◆ Texto de origem
>>>>
Costuma-se dizer - assinala Fernando Savater no prólogo desta edição - que os escritores mais notáveis de uma época, aqueles que durante a sua vida atingiram contemporâneos, passam, ao morrer, por um purgatório, instalam-se para sempre na glória dos eleitos, no limbo dos estudados, no rodapé dos manuais ou no inferno do puro e simples esquecimento.
Sem dúvida, a Miguel de Unamuno (1864-1936) - ensaísta, poeta, dramaturgo, novelista e escritor total - coube a glória, mas não feita de admiração sem mácula e reconhecimento pleno; sua glória é litigiosa, pugnaz, pródiga em ironia e escândalo, em dúvidas e reconversões.
Publicado em 1913, Do Sentimento Trágico da Vida nos Homens e nos Povos é a obra em que a inconfundível voz unaminiana ressoa, talvez mais intensa e profundamente; se os gostos de épocas anteriores dificultam "uma leitura calibradamente poética desta peça irritante de reflexão sem medida", os anos transcorridos permitirão uma aproximação mais íntima a essa mensagem de narcisismo transcendental desagregado em ânsia de imortalidade e ímpeto.
<<<<
◆ Item da tarefa
Atualize o texto sobre Unamuno de "Sem dúvida, a" a "imortalidade e ímpeto." e escreva-o de novo com "combativa" no lugar de "pugnaz".

◆ Extrato do material
>>>>
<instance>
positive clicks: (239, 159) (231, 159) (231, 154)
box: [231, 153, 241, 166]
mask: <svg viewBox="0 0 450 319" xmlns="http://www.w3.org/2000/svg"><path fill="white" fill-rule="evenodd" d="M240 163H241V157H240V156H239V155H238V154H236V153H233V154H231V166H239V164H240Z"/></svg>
<<<<
◆ Resposta à tarefa
Sem dúvida, a Miguel de Unamuno (1864-1936) - ensaísta, poeta, dramaturgo, novelista e escritor total - coube a glória, mas não feita de admiração sem mácula e reconhecimento pleno; sua glória é litigiosa, combativa, pródiga em ironia e escândalo, em dúvidas e reconversões.
Publicado em 1913, Do Sentimento Trágico da Vida nos Homens e nos Povos é a obra em que a inconfundível voz unaminiana ressoa, talvez mais intensa e profundamente; se os gostos de épocas anteriores dificultam "uma leitura calibradamente poética desta peça irritante de reflexão sem medida", os anos transcorridos permitirão uma aproximação mais íntima a essa mensagem de narcisismo transcendental desagregado em ânsia de imortalidade e ímpeto.